§ **TASK GOAL**: Any picture in the listing is left out of the copy; all else is duplicated exactly.

§ **SUPPLIED RECORDS**:

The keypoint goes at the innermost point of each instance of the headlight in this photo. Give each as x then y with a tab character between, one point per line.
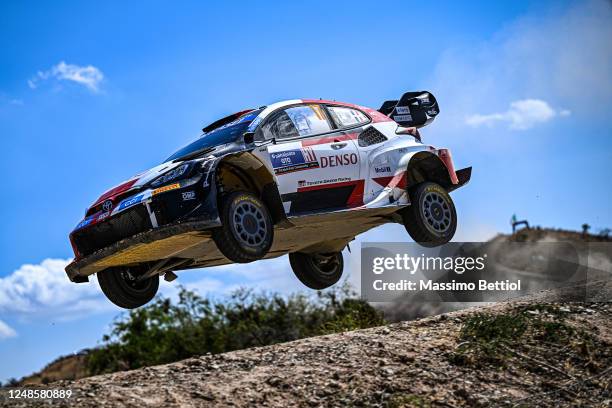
171	175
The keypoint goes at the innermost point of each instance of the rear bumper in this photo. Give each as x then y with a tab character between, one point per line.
463	177
150	245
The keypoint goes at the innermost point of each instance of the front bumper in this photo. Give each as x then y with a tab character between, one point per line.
147	210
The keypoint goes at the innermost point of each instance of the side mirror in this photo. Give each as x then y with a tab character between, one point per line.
248	137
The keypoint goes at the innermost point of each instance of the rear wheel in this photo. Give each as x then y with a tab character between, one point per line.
122	286
246	233
431	219
317	271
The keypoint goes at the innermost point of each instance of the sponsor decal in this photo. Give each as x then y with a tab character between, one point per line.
103	216
188	195
304	183
166	188
337	160
294	160
129	202
108	205
402	118
382	169
84	223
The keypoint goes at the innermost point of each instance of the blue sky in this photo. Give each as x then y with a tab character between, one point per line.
91	94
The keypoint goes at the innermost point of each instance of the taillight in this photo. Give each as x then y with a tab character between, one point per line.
77	254
445	156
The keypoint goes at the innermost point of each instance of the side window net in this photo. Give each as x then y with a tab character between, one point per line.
370	136
346	117
308	119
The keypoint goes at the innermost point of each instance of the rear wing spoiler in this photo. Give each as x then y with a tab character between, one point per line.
413	109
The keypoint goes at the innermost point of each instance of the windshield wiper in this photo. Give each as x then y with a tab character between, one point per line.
194	154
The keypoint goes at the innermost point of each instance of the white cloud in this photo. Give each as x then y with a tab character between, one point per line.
88	76
522	115
44	290
6	331
561	56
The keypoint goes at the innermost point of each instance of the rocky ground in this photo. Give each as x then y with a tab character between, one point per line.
518	354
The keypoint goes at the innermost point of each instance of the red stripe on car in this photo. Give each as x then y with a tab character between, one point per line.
329	139
399	180
354	200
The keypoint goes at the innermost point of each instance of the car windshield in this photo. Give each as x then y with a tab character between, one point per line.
221	135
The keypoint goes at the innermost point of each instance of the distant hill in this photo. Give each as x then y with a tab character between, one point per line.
74	367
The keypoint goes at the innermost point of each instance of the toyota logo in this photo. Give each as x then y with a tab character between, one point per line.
108	204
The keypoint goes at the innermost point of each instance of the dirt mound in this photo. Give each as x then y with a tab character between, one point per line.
510	354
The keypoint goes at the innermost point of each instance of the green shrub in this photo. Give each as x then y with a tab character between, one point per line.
163	331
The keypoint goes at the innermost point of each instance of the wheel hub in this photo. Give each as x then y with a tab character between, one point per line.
249	224
436	212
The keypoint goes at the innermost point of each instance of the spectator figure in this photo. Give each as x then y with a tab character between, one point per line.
585	229
516	223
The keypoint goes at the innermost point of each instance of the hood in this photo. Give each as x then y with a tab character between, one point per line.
135	182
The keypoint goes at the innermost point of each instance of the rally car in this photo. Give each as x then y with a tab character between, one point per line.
298	177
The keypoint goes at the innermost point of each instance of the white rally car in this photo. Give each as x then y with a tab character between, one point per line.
302	177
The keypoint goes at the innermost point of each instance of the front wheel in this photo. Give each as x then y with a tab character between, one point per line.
431	218
247	232
122	286
317	271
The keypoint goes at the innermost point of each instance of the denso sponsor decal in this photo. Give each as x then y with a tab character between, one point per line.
129	202
166	188
294	160
339	160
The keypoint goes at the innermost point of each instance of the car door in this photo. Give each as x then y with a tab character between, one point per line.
317	166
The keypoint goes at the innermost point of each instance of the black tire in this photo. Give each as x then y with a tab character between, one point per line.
123	289
247	232
317	271
431	218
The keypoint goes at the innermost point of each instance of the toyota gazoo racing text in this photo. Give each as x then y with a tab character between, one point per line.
302	177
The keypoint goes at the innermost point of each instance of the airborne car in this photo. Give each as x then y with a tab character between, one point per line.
302	177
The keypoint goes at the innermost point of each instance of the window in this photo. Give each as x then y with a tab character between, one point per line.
304	120
309	119
279	127
346	117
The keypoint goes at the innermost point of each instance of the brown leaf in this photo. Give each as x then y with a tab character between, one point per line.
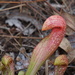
65	45
70	23
71	56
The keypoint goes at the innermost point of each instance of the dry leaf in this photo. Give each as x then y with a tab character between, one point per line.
70	20
70	23
65	45
71	56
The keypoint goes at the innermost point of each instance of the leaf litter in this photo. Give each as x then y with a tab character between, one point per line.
26	21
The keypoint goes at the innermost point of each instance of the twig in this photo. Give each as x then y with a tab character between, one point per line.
21	37
13	7
22	1
36	11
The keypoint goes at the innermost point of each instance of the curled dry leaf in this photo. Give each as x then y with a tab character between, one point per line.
70	20
65	45
70	23
71	56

§ **RESPONSE TO THIS TASK**:
The keypoint goes at the innermost point of each instance of the headlight in this photo. Give each as x then y with a tab character between, one point per line.
171	175
The keypoint goes at the innermost point of each instance of the rear bumper in this photo. Give each as x then y with a tab character between, one point per line.
463	177
150	245
The keypoint goes at the innermost point of each instance of the front bumper in this photo. Give each as x then y with a tab character between, one point per line.
147	210
The keypoint goes at the innermost point of each instance of the side mirror in this photo. Give each as x then y with a tab character between, one point per line.
248	137
The keypoint goes at the innermost point of each instance of the rear wheel in this photo. Give each as x then y with a tab character between, one point per line.
122	286
246	233
431	219
317	271
The keypoint goes at the innermost point of each instance of the sponsor decal in this photo. Give each as x then y with a tab character between, one point per line.
103	216
188	195
304	183
166	188
337	160
294	160
129	202
108	205
402	118
382	169
84	223
The keypoint goes at the innermost point of each instance of the blue sky in this photo. Give each as x then y with a tab character between, one point per line.
91	94
The keypoint goes at the innermost point of each instance of the taillight in this photo. Give each as x then y with a tab character between, one point per line.
77	254
445	156
The keypoint goes at the innermost point of each instance of the side window net in this photo. Give each as x then y with a tab character between, one point per line.
370	136
346	117
308	119
The keypoint goes at the innermost point of each instance of the rear wing spoiler in this photo. Give each as x then y with a tab character between, one point per line.
413	109
The keypoint goes at the innermost point of each instance of the windshield wiper in this photo. Give each as x then y with a tab character between, one point per line.
194	154
The keypoint goes at the innermost point of each instance of the white cloud in this photo. Give each as x then y with a tab character between, one point per line.
88	76
522	115
44	290
6	331
561	56
The keypoint goes at the innermost point of each instance of the rocky ground in this photo. Give each as x then y with a tab character between, one point per line.
518	354
The keypoint goes at the innermost point of each instance of the red stripe on car in this photo. Give each as x then y with a tab character between, one point per line.
329	139
399	180
354	200
The keypoint goes at the innermost point of each instance of the car windshield in this photo. Give each as x then y with a tab character between, one point per line.
221	135
The keypoint goes at the innermost point of each instance of the distant hill in this photo. Give each as x then y with a tab character between, one point per line.
74	367
The keypoint goes at the innermost point of each instance of the toyota logo in this photo. Give each as x then y with a tab character between, one point per line.
108	204
The keypoint goes at the innermost point of each instance of the dirt mound in this photo. Give each as x then y with a tab character between, one point per line.
510	354
The keypoint goes at the innermost point of each instance of the green shrub in this photo. Give each as x then y with a tab character between, one point per line.
163	331
The keypoint goes at the innermost point of each instance of the wheel hub in this photo. Give each as x then y with a tab character between, one point per line.
249	224
436	212
The keypoint goes at the innermost point of each instance of the spectator figure in this photo. Give each as x then y with a tab character between, one point per line.
585	229
516	223
The keypoint goes at the innermost point of each instance of the hood in this photo. Give each as x then y with a tab character between, one point per line.
135	182
The keypoint goes at the innermost point of each instance of the rally car in this photo. Give each as x then y with a tab character between, one point per line.
298	177
The keypoint goes at the innermost point of each instance of the white rally car in this photo. Give each as x then y with a tab character between, one point per line.
302	177
The keypoint goes at the innermost point of each instance of the front wheel in this photo. Give each as x then y with a tab character between, one point per line.
431	218
247	232
122	286
317	271
The keypoint goes at the innermost point of each instance of the denso sponsor decal in this photo. Give each as x then y with a tab character between, one point per line.
129	202
166	188
294	160
339	160
The keypoint goes at the innermost point of each instance of the car door in this photo. Give each as x then y with a tab character between, one point per line.
317	166
The keypoint goes at the innermost point of each instance of the black tire in this photo. Give each as x then y with a tab character between, one point per line.
123	289
247	232
317	271
431	218
The keypoint goes at the innermost point of each instance of the toyota gazoo racing text in this photo. Give each as x then y with a tab character between, one point per line.
302	177
The keypoint goes at the innermost point of each instance of the airborne car in this photo. Give each as x then y with a tab character between, one point per line.
302	177
The keypoint goes at the innermost point of each instance of the window in this photo. Give each as x then y with a tab character between, one point per line.
304	120
309	119
279	127
346	117
The keypoint goes at the innermost point of each instance of the brown leaf in this photo. Give each as x then y with a tab character between, one point per line.
65	45
70	23
71	56
The keypoint goes at the innermost point of each instance of the dry leaf in this photo. Give each as x then y with a tab character between, one point per line.
70	20
70	23
65	45
71	56
The keypoint goes at the innermost point of each instance of the leaf litter in this photo. Give each as x then y with a tab character between, one point per line.
26	21
The keypoint goes at the innermost point of each instance of the twig in this photo. Give each as x then y with a tab character between, one point per line.
21	37
13	7
22	1
36	11
The keypoint goes at the innermost point of each instance of the curled dry leaf in this photo. Give each as x then y with a tab character between, one point per line.
70	20
65	45
70	23
71	56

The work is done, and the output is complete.